* What to work on
(a) Write out everything in the excerpt on miRNA pathway analysis from "Having established that" down to "tissue specific effects.".
(b) In the excerpt on miRNA pathway analysis, which pathway is named as an example of one that was more tissue specific than others?
(c) Continue the excerpt on miRNA pathway analysis from where it stops.

Next, we performed the same tissue-specificity analysis now only for genes of the same pathway. The pathway genes in well-described human MAPK signaling (KEGG) showed highly tissue specific expression (Fig 1D). Interestingly pathways showed a characteristic distribution of the fraction of expressed target genes when compared to miRNAs. Ten representative distributions across all 42 tissues are shown in Fig 1E. Some pathways (such as Cell adhesion molecules, Fig 1E) were more tissue specific than others, indicating highly tissue specific functions.

Having established that both miRNA and pathway associated genes have a characteristic gene expression signature across tissues, we next outlined the approach of standard miRNA pathway analysis methods. Typically the set of all miRNA targets are tested for over-representation in the set of all pathway genes (Fig 1F, left). This global analysis of all target and pathway genes will overlook miRNA-pathway associations with a small gene-overlap, while this gene-overlap may in turn be tissue-specific and, thus, functionally highly relevant. Pathway analysis tools that use all target genes to identify miRNA-pathway associations cannot capture tissue specific effects.

* Information shown
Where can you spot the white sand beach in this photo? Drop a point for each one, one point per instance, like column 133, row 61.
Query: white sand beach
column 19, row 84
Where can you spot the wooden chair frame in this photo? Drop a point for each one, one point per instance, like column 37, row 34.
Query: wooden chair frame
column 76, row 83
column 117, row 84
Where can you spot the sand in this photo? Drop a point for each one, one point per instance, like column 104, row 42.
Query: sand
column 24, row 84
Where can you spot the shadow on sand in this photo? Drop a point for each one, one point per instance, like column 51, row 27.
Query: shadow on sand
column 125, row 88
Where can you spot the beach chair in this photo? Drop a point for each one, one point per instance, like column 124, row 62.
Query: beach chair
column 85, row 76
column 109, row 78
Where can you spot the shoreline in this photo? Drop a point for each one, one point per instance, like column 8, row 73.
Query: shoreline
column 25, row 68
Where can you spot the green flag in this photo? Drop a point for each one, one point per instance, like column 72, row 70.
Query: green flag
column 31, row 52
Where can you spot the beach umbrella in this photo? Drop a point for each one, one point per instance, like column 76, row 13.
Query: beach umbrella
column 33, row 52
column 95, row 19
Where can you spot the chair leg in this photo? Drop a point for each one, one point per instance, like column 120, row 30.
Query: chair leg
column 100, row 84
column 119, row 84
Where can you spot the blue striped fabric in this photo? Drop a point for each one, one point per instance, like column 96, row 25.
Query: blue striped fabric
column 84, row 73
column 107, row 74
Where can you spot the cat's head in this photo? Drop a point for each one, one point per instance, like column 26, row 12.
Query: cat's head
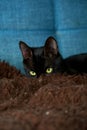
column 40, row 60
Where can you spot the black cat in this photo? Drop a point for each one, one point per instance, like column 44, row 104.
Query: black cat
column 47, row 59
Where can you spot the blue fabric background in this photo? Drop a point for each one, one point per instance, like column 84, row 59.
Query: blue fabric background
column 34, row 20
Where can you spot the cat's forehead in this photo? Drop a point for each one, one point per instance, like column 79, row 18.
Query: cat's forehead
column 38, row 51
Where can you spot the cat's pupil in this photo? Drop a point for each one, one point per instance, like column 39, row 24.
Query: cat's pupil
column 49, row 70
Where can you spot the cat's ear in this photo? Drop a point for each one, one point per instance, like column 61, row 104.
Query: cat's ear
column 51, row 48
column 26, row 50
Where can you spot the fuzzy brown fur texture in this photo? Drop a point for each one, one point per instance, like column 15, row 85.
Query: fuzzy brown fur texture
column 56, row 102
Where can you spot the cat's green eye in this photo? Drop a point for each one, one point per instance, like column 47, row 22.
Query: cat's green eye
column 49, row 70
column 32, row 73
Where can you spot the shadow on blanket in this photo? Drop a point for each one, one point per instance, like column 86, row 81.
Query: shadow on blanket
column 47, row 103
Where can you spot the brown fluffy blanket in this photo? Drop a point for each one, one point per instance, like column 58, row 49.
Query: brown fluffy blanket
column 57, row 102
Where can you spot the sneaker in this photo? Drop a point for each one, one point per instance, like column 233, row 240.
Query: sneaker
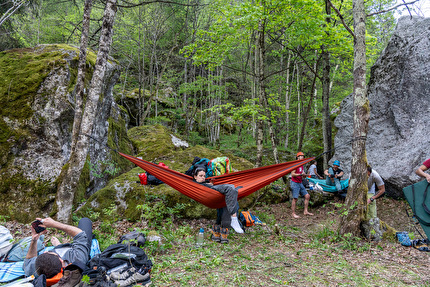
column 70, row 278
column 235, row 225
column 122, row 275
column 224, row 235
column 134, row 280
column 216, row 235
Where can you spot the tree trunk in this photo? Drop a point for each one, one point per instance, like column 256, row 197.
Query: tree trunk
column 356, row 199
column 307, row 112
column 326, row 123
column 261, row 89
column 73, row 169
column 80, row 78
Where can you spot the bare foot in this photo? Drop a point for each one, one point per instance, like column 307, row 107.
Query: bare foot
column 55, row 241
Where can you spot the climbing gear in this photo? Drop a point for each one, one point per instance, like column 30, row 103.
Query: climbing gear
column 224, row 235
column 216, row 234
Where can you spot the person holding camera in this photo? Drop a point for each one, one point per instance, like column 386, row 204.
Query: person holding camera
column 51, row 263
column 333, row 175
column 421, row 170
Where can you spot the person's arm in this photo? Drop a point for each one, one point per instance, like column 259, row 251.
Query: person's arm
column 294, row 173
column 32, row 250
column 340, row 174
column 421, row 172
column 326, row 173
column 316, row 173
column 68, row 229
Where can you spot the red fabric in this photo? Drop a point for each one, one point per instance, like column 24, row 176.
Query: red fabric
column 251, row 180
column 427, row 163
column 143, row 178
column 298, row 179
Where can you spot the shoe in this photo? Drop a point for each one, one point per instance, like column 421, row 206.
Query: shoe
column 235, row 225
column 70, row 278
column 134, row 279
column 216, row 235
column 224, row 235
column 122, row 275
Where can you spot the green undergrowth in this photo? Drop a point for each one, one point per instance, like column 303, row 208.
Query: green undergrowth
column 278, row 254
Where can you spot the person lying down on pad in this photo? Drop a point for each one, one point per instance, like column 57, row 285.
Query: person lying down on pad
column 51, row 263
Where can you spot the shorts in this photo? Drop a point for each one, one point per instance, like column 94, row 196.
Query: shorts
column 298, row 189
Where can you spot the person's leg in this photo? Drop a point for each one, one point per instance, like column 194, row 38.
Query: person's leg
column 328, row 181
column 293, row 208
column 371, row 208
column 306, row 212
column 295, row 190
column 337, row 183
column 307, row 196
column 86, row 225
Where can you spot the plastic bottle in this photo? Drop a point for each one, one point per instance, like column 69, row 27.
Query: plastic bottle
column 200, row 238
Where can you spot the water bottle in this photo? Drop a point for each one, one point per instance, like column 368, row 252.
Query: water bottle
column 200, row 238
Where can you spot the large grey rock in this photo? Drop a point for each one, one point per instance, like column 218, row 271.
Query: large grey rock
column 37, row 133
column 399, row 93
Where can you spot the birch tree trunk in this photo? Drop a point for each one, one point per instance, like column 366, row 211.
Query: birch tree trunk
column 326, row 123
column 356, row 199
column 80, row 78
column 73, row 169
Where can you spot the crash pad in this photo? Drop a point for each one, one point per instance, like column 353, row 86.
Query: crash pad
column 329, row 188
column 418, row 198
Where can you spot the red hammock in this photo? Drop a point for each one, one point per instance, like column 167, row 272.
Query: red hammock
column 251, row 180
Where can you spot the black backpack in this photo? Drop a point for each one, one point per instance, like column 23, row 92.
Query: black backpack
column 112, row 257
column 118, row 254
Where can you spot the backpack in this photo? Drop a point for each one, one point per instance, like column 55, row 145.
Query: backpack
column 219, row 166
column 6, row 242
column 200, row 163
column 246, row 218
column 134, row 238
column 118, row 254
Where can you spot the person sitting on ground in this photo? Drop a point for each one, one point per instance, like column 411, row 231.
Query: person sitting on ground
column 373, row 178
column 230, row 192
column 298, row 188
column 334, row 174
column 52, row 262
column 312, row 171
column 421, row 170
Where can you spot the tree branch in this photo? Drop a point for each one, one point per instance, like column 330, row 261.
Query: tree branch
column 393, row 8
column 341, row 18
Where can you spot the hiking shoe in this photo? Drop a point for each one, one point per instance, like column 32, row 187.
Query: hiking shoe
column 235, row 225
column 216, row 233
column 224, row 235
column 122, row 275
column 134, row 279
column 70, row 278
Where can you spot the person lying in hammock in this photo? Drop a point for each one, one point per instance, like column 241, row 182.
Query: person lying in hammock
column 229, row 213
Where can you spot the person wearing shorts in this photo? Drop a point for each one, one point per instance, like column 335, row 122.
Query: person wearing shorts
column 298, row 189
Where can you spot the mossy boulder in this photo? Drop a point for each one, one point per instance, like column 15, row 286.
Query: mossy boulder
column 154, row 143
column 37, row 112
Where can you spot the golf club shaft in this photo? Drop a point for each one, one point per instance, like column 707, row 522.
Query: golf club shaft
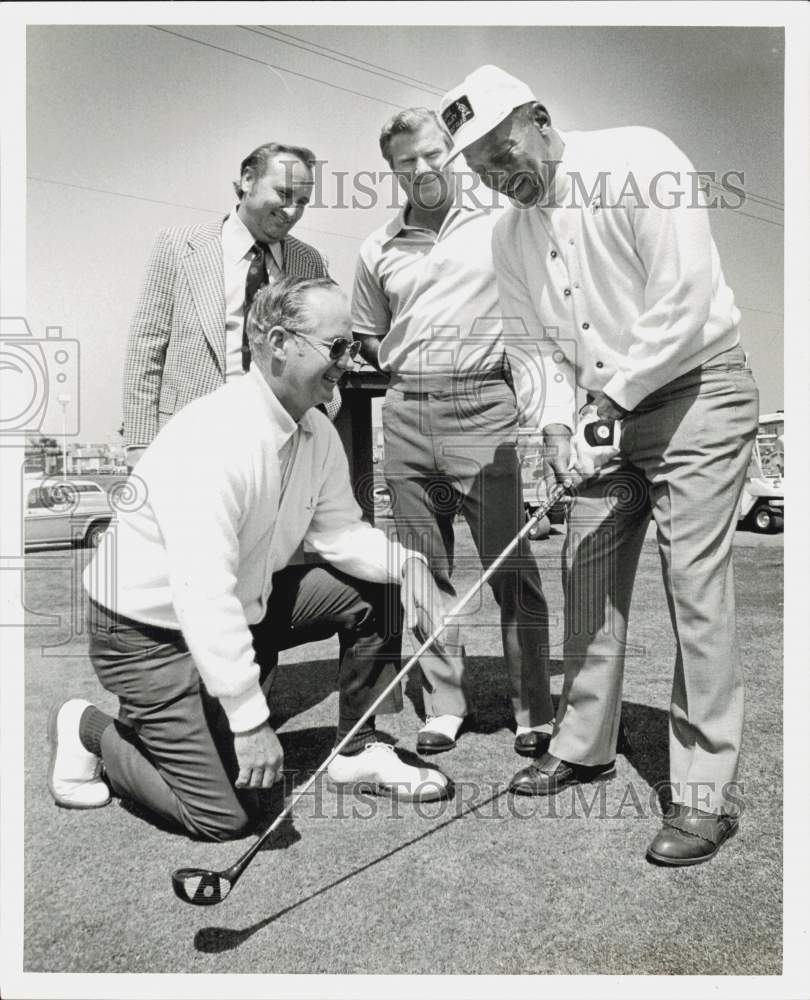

...

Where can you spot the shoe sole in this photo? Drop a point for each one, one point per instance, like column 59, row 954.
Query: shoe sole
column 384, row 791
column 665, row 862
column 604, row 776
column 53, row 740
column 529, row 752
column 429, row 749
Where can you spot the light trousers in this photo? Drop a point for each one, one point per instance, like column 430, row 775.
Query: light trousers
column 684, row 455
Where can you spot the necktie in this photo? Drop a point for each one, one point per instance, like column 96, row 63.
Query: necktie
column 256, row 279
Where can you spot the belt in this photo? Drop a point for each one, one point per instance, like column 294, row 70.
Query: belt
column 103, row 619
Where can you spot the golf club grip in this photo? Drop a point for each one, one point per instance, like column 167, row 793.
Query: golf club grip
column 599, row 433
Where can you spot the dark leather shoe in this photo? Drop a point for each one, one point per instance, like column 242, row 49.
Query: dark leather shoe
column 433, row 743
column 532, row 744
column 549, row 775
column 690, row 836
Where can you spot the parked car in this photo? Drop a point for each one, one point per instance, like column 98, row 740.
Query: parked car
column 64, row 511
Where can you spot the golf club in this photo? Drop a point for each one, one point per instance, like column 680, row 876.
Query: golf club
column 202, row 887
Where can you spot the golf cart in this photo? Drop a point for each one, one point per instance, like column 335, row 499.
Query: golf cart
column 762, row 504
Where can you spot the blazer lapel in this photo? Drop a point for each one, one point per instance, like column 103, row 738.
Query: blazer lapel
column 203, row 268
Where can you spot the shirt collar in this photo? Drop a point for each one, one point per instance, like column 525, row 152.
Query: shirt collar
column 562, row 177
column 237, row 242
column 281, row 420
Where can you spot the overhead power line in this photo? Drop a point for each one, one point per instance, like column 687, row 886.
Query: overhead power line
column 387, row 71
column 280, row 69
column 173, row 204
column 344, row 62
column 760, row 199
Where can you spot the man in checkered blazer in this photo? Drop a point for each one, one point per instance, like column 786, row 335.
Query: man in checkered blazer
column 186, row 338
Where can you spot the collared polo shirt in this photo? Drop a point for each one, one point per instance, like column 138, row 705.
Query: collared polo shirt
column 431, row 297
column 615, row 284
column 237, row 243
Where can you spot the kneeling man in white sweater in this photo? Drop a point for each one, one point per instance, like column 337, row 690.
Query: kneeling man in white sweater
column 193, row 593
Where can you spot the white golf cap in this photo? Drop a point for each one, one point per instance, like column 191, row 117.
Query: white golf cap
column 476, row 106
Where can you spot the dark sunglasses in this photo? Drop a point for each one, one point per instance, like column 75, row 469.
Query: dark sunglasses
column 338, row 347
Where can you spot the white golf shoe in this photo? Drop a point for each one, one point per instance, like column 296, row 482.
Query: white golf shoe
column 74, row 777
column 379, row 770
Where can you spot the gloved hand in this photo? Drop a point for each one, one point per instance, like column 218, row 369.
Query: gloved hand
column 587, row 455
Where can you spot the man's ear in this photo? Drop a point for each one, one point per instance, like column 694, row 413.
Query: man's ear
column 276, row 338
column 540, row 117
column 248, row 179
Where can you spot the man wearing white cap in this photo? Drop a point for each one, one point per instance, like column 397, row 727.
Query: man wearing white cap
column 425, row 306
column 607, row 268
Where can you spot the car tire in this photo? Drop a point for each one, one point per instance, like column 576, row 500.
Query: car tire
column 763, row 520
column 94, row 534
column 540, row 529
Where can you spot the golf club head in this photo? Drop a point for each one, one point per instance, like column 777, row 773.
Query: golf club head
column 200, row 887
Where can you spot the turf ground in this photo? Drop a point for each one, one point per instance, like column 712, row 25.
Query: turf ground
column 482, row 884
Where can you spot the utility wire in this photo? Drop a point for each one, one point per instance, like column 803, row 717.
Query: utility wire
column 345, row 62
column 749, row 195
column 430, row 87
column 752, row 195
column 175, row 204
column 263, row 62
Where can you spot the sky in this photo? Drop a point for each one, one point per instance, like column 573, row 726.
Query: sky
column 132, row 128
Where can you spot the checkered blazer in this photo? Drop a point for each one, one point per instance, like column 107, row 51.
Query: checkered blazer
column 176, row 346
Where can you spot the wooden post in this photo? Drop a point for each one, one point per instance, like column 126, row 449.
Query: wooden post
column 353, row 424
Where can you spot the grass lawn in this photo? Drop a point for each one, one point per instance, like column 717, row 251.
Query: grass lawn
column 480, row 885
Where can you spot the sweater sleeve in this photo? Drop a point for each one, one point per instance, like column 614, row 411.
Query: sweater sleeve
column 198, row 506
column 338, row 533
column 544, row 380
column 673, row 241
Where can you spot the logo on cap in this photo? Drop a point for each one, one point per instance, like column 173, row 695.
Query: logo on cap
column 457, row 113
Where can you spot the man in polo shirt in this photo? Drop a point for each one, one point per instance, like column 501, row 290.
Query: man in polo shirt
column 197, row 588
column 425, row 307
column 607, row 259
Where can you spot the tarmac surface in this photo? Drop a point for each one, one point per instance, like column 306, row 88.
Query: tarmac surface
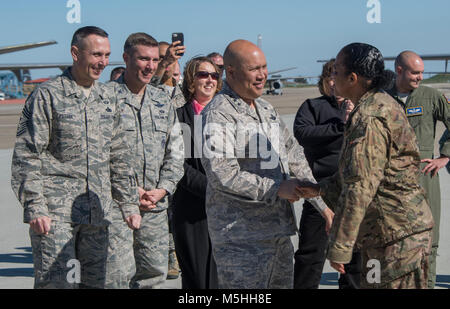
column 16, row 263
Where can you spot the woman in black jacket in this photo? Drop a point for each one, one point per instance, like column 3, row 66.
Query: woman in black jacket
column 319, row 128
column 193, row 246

...

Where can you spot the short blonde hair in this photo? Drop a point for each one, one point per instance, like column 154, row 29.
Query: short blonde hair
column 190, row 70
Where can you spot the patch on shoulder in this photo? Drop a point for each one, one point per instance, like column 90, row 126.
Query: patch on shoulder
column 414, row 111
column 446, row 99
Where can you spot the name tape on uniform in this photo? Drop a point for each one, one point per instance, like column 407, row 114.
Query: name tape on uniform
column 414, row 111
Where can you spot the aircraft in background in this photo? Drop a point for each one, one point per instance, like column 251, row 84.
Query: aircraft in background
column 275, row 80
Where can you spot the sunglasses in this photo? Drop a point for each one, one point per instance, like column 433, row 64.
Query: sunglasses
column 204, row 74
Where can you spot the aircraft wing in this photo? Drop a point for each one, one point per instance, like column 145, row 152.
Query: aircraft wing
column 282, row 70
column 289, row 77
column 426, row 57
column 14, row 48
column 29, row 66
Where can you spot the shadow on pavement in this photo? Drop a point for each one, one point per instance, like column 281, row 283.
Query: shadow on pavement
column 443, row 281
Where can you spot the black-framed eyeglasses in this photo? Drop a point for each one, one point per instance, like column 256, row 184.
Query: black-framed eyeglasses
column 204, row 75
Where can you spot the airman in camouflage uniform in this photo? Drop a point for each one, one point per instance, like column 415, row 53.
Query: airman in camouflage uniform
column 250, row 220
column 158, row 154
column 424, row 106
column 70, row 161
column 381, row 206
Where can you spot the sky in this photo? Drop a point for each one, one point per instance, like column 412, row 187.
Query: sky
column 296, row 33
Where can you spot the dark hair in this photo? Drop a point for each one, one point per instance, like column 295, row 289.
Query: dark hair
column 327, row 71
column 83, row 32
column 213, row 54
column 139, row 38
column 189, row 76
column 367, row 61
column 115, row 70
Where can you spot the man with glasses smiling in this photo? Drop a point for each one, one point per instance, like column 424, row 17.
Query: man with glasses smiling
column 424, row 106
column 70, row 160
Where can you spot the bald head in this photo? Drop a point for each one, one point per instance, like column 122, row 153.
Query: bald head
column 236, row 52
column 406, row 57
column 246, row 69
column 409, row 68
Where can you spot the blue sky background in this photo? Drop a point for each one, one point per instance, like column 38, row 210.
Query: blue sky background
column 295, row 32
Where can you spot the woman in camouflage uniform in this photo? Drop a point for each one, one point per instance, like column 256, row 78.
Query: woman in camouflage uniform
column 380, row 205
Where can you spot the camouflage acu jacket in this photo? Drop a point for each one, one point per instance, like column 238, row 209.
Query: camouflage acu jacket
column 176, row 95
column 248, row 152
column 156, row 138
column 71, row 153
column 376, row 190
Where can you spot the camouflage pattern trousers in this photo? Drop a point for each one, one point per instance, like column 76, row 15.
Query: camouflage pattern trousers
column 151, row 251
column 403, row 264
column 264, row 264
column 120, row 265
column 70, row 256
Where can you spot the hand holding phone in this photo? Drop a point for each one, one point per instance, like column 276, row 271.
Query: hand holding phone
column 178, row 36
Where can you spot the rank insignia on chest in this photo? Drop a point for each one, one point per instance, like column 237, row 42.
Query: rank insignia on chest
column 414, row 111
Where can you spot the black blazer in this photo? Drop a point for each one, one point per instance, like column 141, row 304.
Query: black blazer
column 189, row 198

* Written answers
(a)
Having established that both miRNA and pathway associated genes have a characteristic gene expression signature across tissues, we next outlined the approach of standard miRNA pathway analysis methods. Typically the set of all miRNA targets are tested for over-representation in the set of all pathway genes (Fig 1F, left). This global analysis of all target and pathway genes will overlook miRNA-pathway associations with a small gene-overlap, while this gene-overlap may in turn be tissue-specific and, thus, functionally highly relevant. Pathway analysis tools that use all target genes to identify miRNA-pathway associations cannot capture tissue specific effects.

(b) Cell adhesion molecules

(c)
We thus propose a novel methodology for miRNA pathway analysis by using a tissue filter in order to increase the relevance of the association. If the target genes or pathway genes outside of the overlap are not expressed in a tissue, the relation of miRNA and pathway is much stronger (Fig 1F, right). Consequently, if the overlapping genes found in a miRNA-pathway association are not expressed in a tissue, the relation is discarded. The novel methodology calculates an enrichment of the target genes of a miRNA in all pathways of different pathway data sources. Significance of the associations is calculated with Fisher's exact test (see methods). Individually for each miRNA-pathway association test, we filtered for expression in a tissue by removing all miRNA target genes and pathway genes that are not expressed in this tissue. We thereby accounted for the highly tissue specific expression of many genes and seek to increase biological relevance of the pathway enrichment.

Case study: microRNAs in liver disease

We analyzed miRNAs known to be involved in liver disease with our novel methodology to evaluate the power of tissue specific pathway analysis. We focused on miRNAs in hepatocellular carcinoma (HCC) and liver fibrosis. Both diseases involve uncontrolled proliferation of liver cells.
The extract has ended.